#### [Document section]
- Cover used by the iTunes Store
- Starring: Teairra Marí; Moniece Slaughter; Apryl Jones; Hazel-E; Ray J; Lil' Fizz; Omarion; Soulja Boy;
- No. of episodes: 14

Release
- Original network: VH1
- Original release: September 15 – December 9, 2014

Season chronology
- Next → Season 2

= Love & Hip Hop: Hollywood season 1 =

The first season of the reality television series Love & Hip Hop: Hollywood aired on VH1 from September 15, 2014, until December 9, 2014. It was primarily filmed in Los Angeles, California. It is executively produced by Mona Scott-Young for Monami Entertainment, Toby Barraud and Stefan Springman for Eastern TV, and Susan Levison, Nina L. Diaz and Vivian Gomez for VH1.

The series chronicles the lives of several women and men in the Hollywood area, involved in hip hop music. It consists of 14 episodes, including a two-part reunion special hosted by Mona Scott-Young.

==Production==
On August 18, 2014, VH1 announced Love & Hip Hop: Hollywood, the Los Angeles-based spin-off of Love & Hip Hop, would make its series premiere on September 15, 2014. On September 8, 2014, a 4-minute "super-trailer" was released, along with Meet the Cast of Love & Hip Hop: Hollywood, an 11-minute promo video featuring interviews with the cast. The series would star Ray J, Soulja Boy, Omarion and his girlfriend Apryl Jones, Lil' Fizz and his ex-girlfriend Moniece Slaughter, Teairra Marí and former celebrity publicist Hazel-E, with Ray's assistant Morgan Hardman, Teddy Riley's daughter Nia Riley, Fizz's girlfriend Amanda Secor, Yung Berg, radio personality Yesi Ortiz, club promoter Sincere Show, socialite Nikki Mudarris and video vixen Masika Kaylsha as supporting cast members. Although not mentioned in the initial cast announcement, Omarion's mother Leslie Burrell would also appear as a supporting cast member.

#### [What is asked]
Retype the part of the passage on the first season of Love & Hip Hop: Hollywood that begins at the words containing "The first season" and stops after "Gomez for VH1.". The items that come next are separate material, unrelated to the passage on the first season of Love & Hip Hop: Hollywood.

(Annotation data for object locations)
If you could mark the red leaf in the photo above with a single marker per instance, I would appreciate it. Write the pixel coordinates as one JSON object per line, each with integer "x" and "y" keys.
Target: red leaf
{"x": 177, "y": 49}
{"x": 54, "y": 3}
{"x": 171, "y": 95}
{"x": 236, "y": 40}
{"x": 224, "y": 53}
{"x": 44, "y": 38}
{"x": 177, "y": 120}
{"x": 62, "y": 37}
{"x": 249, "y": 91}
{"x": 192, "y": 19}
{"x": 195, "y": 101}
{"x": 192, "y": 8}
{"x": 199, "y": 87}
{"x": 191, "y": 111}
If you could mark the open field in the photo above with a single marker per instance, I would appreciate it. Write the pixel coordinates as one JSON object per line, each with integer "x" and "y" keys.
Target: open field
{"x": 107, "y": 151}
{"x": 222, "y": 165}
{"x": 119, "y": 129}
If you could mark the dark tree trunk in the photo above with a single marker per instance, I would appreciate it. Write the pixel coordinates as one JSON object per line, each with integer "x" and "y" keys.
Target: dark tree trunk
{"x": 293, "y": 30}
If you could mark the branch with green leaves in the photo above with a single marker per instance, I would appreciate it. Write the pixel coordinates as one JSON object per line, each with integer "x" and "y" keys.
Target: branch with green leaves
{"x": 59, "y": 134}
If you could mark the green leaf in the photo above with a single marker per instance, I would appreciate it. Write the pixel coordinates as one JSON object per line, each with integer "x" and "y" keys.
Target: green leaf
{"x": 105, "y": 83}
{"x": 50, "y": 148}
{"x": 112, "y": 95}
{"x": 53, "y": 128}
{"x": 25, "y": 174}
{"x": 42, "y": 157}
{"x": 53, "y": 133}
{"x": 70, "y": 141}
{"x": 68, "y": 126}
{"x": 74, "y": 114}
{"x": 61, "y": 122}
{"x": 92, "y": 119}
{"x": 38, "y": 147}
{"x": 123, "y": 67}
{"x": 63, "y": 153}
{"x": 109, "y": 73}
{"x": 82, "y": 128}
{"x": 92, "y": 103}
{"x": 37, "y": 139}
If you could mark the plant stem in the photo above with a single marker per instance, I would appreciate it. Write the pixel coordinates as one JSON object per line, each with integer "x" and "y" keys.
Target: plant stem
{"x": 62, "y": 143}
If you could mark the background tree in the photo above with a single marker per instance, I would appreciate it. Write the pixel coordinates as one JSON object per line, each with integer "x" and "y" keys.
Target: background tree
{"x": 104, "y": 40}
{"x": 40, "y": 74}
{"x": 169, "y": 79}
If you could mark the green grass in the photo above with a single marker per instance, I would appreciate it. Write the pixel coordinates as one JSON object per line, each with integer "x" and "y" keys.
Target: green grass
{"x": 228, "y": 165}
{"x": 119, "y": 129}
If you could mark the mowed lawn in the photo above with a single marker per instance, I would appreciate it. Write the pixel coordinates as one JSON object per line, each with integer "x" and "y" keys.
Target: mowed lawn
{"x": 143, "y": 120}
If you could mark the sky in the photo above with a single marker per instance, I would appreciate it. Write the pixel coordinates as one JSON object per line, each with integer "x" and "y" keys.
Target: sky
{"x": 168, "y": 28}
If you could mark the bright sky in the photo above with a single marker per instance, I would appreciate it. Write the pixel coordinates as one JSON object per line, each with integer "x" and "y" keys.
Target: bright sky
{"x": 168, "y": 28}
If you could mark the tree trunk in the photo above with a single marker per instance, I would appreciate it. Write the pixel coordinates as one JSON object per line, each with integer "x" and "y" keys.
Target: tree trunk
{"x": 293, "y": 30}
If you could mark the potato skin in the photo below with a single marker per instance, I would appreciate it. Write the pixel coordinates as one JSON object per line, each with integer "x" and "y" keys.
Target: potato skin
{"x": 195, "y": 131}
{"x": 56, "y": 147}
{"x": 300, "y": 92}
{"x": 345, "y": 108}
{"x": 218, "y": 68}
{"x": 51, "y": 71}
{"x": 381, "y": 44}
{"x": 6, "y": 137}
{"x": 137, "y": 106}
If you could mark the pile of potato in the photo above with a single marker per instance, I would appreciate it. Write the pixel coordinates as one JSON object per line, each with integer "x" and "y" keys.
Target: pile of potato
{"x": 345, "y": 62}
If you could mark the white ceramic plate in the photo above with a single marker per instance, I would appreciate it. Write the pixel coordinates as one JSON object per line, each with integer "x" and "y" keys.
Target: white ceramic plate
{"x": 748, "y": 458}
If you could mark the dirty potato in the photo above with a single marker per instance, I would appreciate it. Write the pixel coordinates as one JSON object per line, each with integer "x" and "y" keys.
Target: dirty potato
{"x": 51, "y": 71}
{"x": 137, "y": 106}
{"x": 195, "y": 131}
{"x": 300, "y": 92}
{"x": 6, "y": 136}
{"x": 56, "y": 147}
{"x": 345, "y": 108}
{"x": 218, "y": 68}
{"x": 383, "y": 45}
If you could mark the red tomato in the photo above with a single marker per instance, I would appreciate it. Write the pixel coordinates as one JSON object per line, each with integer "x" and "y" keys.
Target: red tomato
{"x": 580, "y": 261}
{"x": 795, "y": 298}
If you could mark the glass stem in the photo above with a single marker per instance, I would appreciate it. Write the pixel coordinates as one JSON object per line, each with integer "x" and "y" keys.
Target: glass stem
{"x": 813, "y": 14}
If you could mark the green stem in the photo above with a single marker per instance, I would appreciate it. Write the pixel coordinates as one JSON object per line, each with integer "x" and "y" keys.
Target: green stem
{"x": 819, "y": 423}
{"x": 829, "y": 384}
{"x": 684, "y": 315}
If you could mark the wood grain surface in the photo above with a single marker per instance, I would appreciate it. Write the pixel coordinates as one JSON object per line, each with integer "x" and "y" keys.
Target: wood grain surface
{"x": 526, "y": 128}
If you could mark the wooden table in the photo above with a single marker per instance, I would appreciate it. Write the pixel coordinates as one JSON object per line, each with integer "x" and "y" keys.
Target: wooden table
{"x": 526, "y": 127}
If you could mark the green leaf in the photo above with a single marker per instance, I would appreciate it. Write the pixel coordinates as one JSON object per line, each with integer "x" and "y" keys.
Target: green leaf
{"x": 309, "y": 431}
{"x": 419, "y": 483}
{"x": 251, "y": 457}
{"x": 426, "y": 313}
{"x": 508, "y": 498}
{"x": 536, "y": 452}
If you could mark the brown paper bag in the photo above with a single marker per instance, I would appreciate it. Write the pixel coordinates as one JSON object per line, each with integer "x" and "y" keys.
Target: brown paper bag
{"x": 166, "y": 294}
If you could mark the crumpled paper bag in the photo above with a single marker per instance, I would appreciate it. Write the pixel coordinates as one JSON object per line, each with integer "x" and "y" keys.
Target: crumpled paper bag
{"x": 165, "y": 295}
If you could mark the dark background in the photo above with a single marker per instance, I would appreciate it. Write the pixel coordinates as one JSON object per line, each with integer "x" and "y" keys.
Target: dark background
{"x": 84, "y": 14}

#### [Exercise output]
The first season of the reality television series Love & Hip Hop: Hollywood aired on VH1 from September 15, 2014, until December 9, 2014. It was primarily filmed in Los Angeles, California. It is executively produced by Mona Scott-Young for Monami Entertainment, Toby Barraud and Stefan Springman for Eastern TV, and Susan Levison, Nina L. Diaz and Vivian Gomez for VH1.